##### Data to process #####

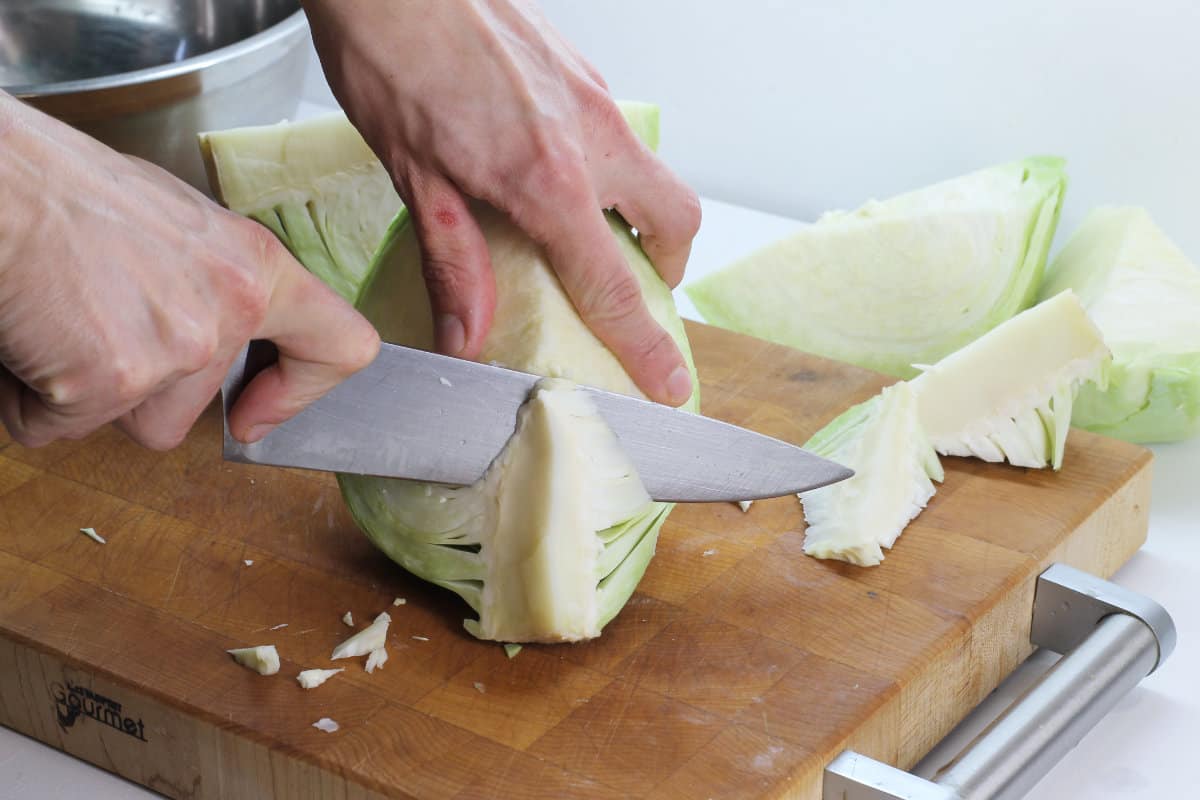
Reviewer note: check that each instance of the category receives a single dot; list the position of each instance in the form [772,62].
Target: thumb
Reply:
[456,265]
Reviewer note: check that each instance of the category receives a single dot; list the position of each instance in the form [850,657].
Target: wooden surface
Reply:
[739,668]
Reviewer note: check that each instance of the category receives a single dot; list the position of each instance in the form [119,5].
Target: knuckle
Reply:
[361,349]
[160,439]
[615,298]
[556,173]
[195,348]
[130,379]
[65,391]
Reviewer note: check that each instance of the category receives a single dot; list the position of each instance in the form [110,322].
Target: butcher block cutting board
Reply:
[738,669]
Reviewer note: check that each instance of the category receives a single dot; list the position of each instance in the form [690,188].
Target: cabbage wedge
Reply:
[1005,397]
[322,191]
[551,543]
[1144,294]
[904,281]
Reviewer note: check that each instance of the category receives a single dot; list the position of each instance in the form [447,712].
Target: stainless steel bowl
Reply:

#####

Instructions for the task: Convert every line of the records above into a JSON list of strings, one string per line, omitting blank lines. Leave the pictures out of the list.

Output for this task:
[
  "Reviewer note: check that each instance of the category receives a single dot; list the position of each instance in the form [772,62].",
  "Target: thumb",
  "Reply:",
  "[456,265]",
  "Reviewer note: check that each instance of the category receives a single dot; list the position of each instance in the form [850,657].",
  "Target: wooden surface",
  "Reply:",
  "[739,668]",
  "Reviewer note: check that each instance of the category receives a single dot; list the position of each instance in the form [119,5].",
  "Target: knuckle",
  "Reply:",
  "[361,349]",
  "[160,439]",
  "[615,298]",
  "[556,173]",
  "[195,348]",
  "[130,379]",
  "[65,391]",
  "Reviewer note: check that each instance of the category receives a single dot; list the position of each instance in the form [110,322].",
  "Target: butcher block cutting board",
  "Reply:",
  "[738,669]",
  "Reviewer note: check that each instance of the category receives a single dot; list the position of each instance in the form [690,188].",
  "Target: cabbage wedge",
  "Reply:",
  "[1005,397]",
  "[322,191]",
  "[551,543]",
  "[1144,294]",
  "[904,281]",
  "Reviewer note: check that each instance of the category receives a single dot; list the position of each instance in the form [447,712].",
  "Target: stainless steel bowl",
  "Reply:"
]